# Start of Records provided

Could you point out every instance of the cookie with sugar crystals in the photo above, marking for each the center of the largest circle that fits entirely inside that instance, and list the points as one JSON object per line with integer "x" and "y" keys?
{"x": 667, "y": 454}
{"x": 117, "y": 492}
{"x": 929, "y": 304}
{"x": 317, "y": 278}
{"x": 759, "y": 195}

# End of Records provided

* **Set exercise**:
Copy every line of the records above word for word, leaving nothing out.

* **Answer to this task**:
Could you point out every instance of the cookie with sugar crystals in the photo above, marking for each the center of the largest circle that fits entirely inside that instance, and list the points as one JSON object per line with integer "x" and "y" keys?
{"x": 667, "y": 454}
{"x": 117, "y": 492}
{"x": 929, "y": 304}
{"x": 317, "y": 278}
{"x": 759, "y": 195}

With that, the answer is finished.